- [Stated goal] Recast the rows from the start through the line containing "[(656, 114)]" as a two-column CSV with the headers "text" and "answer", one CSV line per row. Put each field in quotes, turn line breaks inside a field into spaces, and leave the pictures out.

- [Stored data]
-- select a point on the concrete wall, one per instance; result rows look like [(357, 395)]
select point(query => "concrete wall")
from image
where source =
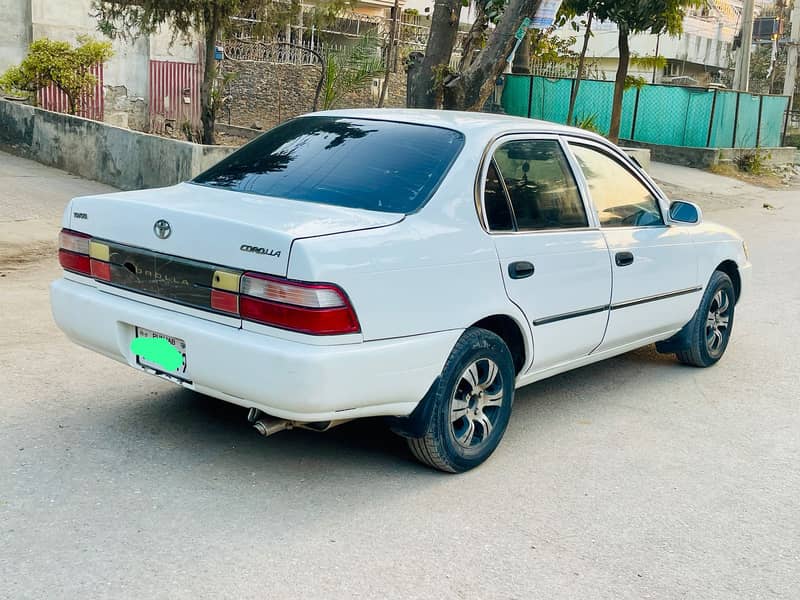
[(126, 74), (703, 158), (15, 33), (119, 157), (264, 94)]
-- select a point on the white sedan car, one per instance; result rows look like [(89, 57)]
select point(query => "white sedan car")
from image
[(419, 265)]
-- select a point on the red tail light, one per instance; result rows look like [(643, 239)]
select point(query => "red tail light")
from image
[(73, 252), (315, 308)]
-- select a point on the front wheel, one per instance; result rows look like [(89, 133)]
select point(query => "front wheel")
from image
[(471, 404), (710, 330)]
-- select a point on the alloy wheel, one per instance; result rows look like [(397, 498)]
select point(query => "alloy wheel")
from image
[(475, 405), (718, 322)]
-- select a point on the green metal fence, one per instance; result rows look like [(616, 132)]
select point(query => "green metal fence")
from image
[(656, 114)]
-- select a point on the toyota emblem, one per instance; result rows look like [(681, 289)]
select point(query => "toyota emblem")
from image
[(162, 229)]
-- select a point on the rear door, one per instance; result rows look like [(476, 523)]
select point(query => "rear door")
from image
[(655, 280), (554, 260)]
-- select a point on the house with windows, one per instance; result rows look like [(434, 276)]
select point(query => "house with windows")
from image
[(703, 54)]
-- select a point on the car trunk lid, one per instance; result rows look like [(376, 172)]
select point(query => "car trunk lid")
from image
[(190, 244), (216, 226)]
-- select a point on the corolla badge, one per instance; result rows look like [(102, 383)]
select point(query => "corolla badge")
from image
[(162, 229)]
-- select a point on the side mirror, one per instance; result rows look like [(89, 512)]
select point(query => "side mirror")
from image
[(681, 211)]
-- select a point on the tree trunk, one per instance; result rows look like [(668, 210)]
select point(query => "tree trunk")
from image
[(470, 89), (581, 63), (475, 37), (207, 116), (425, 81), (390, 50), (619, 84)]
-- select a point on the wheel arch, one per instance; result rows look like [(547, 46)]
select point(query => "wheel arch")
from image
[(731, 269), (512, 333)]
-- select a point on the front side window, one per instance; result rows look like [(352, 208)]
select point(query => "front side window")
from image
[(540, 186), (621, 200), (358, 163)]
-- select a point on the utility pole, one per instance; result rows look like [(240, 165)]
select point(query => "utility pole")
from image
[(390, 51), (741, 80), (791, 63)]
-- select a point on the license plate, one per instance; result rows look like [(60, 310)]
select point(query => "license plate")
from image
[(160, 358)]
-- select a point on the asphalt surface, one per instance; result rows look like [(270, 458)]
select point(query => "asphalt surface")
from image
[(632, 478)]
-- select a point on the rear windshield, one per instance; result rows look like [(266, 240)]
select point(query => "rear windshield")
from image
[(358, 163)]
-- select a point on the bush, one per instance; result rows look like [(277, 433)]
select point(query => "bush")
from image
[(50, 62), (752, 161)]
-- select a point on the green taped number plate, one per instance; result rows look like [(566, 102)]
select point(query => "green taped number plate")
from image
[(160, 352)]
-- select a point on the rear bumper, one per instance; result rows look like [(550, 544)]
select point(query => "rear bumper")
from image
[(287, 379), (746, 276)]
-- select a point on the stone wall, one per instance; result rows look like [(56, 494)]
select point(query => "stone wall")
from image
[(265, 94), (703, 158), (119, 157), (123, 110)]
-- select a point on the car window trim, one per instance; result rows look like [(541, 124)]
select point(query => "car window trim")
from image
[(507, 196), (622, 160), (480, 184), (445, 172)]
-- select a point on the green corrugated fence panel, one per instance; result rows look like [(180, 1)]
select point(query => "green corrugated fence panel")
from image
[(724, 119), (667, 115), (746, 121), (626, 117), (537, 99), (698, 113), (662, 115), (772, 115), (515, 95), (595, 99), (555, 99)]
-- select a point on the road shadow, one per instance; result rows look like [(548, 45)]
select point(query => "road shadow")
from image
[(206, 428)]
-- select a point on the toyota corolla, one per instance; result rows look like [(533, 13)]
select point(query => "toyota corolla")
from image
[(418, 265)]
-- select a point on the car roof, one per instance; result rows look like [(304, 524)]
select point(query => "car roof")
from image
[(468, 123)]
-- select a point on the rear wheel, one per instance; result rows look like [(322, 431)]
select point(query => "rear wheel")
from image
[(471, 404), (710, 330)]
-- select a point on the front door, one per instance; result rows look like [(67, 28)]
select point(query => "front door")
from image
[(655, 279), (554, 260)]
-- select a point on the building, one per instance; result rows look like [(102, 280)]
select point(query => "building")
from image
[(702, 54)]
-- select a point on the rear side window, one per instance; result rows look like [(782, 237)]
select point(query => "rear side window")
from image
[(540, 186), (357, 163)]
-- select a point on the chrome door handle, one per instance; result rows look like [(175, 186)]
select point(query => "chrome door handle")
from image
[(520, 269), (623, 259)]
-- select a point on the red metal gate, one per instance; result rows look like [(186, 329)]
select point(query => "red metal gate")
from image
[(174, 94), (90, 105)]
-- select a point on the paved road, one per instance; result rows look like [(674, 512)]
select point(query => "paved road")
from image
[(634, 478)]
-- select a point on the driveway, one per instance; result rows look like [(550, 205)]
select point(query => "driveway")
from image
[(632, 478)]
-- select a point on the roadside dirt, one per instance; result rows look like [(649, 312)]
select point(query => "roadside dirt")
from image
[(17, 256)]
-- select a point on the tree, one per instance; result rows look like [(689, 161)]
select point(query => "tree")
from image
[(638, 16), (130, 18), (767, 75), (59, 63), (571, 9), (350, 69), (433, 84)]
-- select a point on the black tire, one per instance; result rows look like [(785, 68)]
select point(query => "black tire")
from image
[(708, 336), (456, 446)]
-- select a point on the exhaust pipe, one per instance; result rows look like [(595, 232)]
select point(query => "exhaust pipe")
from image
[(271, 425)]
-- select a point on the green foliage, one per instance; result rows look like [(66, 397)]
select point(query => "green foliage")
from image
[(60, 63), (634, 81), (549, 47), (131, 18), (589, 123), (649, 62), (350, 70), (753, 161)]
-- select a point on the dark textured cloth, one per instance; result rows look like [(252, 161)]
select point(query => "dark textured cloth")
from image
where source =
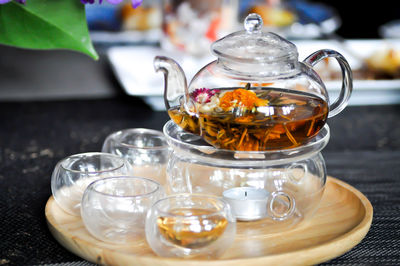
[(364, 151)]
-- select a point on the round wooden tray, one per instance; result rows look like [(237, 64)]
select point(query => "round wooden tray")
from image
[(341, 222)]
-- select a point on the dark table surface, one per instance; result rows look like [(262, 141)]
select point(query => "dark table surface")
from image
[(35, 134)]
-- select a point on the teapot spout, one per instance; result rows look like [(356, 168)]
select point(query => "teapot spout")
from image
[(175, 84)]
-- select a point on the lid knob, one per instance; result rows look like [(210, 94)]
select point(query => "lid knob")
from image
[(253, 23)]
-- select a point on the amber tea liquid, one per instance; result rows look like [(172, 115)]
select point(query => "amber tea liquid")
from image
[(192, 228), (289, 120)]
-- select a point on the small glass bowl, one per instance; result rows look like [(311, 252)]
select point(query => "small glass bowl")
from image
[(146, 150), (114, 209), (73, 174), (190, 226)]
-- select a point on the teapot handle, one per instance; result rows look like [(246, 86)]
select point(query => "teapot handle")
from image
[(347, 82)]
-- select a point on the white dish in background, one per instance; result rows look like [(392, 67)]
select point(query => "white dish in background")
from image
[(133, 67)]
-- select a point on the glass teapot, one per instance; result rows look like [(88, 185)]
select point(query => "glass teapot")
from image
[(256, 96)]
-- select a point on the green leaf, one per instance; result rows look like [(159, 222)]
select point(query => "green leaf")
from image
[(46, 24)]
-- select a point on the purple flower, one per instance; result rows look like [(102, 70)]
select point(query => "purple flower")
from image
[(203, 95), (135, 3)]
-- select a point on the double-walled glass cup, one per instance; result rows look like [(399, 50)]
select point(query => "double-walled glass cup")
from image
[(190, 226), (277, 188), (114, 209), (146, 150), (72, 175)]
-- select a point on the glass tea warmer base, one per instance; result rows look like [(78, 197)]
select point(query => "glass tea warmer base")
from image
[(272, 189)]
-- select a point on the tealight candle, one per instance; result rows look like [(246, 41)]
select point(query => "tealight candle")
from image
[(247, 203)]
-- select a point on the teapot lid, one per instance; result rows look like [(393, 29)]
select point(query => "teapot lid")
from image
[(252, 46)]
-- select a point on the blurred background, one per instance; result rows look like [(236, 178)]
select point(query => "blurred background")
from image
[(127, 39)]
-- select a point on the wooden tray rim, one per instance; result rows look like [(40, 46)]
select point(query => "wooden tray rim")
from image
[(337, 246)]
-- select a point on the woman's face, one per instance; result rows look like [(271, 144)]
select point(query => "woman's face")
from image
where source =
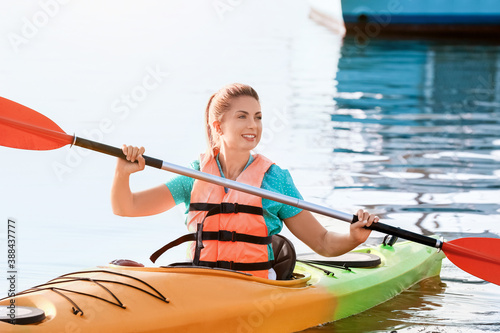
[(241, 125)]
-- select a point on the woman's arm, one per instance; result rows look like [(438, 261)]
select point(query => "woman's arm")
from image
[(328, 243), (149, 202)]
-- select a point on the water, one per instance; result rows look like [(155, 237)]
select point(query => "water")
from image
[(406, 129), (414, 136)]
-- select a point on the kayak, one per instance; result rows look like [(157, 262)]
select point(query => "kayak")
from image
[(192, 299)]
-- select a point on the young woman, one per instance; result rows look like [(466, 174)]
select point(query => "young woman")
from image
[(233, 228)]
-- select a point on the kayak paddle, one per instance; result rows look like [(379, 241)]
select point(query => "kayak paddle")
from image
[(24, 128)]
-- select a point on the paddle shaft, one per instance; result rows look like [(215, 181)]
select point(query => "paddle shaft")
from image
[(159, 164)]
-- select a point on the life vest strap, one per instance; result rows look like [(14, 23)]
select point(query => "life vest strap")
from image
[(232, 236), (238, 266), (221, 235), (225, 208)]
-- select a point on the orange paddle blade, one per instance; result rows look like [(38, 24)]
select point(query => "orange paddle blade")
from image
[(24, 128), (477, 256)]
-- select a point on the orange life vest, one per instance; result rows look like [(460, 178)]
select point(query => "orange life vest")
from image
[(230, 227)]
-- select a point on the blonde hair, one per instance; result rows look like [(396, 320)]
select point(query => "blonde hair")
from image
[(218, 104)]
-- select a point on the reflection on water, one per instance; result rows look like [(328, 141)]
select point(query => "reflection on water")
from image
[(415, 137), (420, 117)]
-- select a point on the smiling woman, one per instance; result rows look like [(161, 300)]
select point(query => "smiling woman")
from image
[(234, 127)]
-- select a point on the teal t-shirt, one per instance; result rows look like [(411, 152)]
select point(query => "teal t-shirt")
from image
[(275, 179)]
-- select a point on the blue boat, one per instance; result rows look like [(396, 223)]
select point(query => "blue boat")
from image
[(472, 18)]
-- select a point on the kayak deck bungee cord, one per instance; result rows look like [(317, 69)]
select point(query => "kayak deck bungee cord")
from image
[(194, 299)]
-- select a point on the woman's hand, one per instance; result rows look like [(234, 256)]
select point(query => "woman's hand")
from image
[(132, 154), (357, 231)]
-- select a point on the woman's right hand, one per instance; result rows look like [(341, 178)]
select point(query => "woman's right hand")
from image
[(133, 161)]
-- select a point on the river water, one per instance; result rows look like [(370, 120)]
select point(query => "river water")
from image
[(407, 129)]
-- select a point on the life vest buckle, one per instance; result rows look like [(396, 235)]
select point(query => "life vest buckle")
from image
[(229, 208), (227, 236)]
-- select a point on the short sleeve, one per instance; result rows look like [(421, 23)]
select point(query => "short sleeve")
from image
[(181, 186), (289, 189), (280, 181)]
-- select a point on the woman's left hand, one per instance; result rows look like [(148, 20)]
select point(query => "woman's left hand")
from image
[(357, 231)]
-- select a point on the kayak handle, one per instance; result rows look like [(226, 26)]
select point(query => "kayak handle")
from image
[(398, 232)]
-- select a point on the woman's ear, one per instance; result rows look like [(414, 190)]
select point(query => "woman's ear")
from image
[(216, 126)]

- [Final result]
text,answer
"-- select a point on the concrete wall, one per instance; result rows look like [(357, 395)] select point(query => ""concrete wall"") from image where source =","[(126, 74), (703, 158), (15, 33), (119, 157), (264, 94)]"
"-- select a point on the white sedan car, one per instance; result rows look like [(89, 57)] select point(query => ""white sedan car"") from image","[(419, 265)]"
"-- select a point on the red tail light, one per instance; result rows look like [(643, 239)] select point(query => ""red tail light"") from image","[(73, 252), (315, 308)]"
"-- select a point on the front wheel, one per instance; result rows look like [(89, 133)] select point(query => ""front wheel"") from image","[(471, 404), (710, 330)]"
"-- select a point on the alloy wheel, one per instance; result rows look like [(397, 498)] select point(query => ""alloy wheel"") from image","[(475, 405), (718, 322)]"
"-- select a point on the green metal fence, one per instance; result rows look like [(616, 132)] select point(query => ""green metal fence"") from image","[(656, 114)]"